◆ **Excerpted text**:
>>>
With only a couple of hiccups, the last 2 1/2 months of college football have largely been a success. One week away from tip-off, there’s no reason college basketball shouldn’t be able to follow suit.
Eight months after the cancellation of March Madness, college basketball is poised to make its triumphant return. The schedules have been built, rules have been put in place for practices, and tournaments have already been planned. The NCAA is in talks to host March Madness entirely in Indiana. Everything is ready, so long as politicians and bureaucrats stay out of the way.
New Mexico is one such example. Gov. Michelle Lujan Grisham has refused to provide an exemption for college sports teams that are unable to practice due to restrictions on gatherings of five people or more, leaving some teams unable to practice. California teams such as Stanford University and San Jose State University were forced to use tennis courts for practices.
The NCAA’s guidelines recommend immediately halting team activities over a single positive test, whether from players or coaches or support staff. Teams such as California State University, Fresno, have already been forced into multiple 14-day freezes. This kind of hard-line rule, when paired with the amount of false-positive tests we have seen repeatedly in the sports world, is the kind of thing that can quickly derail a season.
<<<
◆ **Prompt A**: According to the college basketball piece, where is the NCAA in talks to host March Madness?
◆ **Prompt B**: In the college basketball piece, rewrite the stretch from "New Mexico is" through "courts for practices.", substituting "parking lots" for "tennis courts".
◆ **Prompt C**: Pick up the college basketball piece after its last sentence and keep writing.
The material has nothing to do with the college basketball piece.

◆ **Given material**:
>>>
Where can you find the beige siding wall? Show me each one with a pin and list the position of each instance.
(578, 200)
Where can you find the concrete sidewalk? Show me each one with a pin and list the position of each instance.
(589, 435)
<<<
◆ **Final answer A**: Entirely in Indiana.

◆ **Final answer B**:
New Mexico is one such example. Gov. Michelle Lujan Grisham has refused to provide an exemption for college sports teams that are unable to practice due to restrictions on gatherings of five people or more, leaving some teams unable to practice. California teams such as Stanford University and San Jose State University were forced to use parking lots for practices.

◆ **Final answer C**:
The Big Ten conference is an example of this. After initially setting up a solid football schedule, with built-in bye weeks to account for delays, conference leadership was spooked by public pressure into canceling the season. After a successful first week of college football showed how foolish that decision was, they made plans to return — but with an eight-week, eight-game schedule that left no margin for error.
When college sports bureaucrats get too involved, athletes tend to pay the price. Playoff hopeful Ohio State University has already lost one game from its schedule and could quickly lose more if a few other teams are forced into cancellations.
As with college football, the risks involved with playing college basketball are minimal. Although it is played indoors, it also benefits from much smaller rosters and coaching staffs.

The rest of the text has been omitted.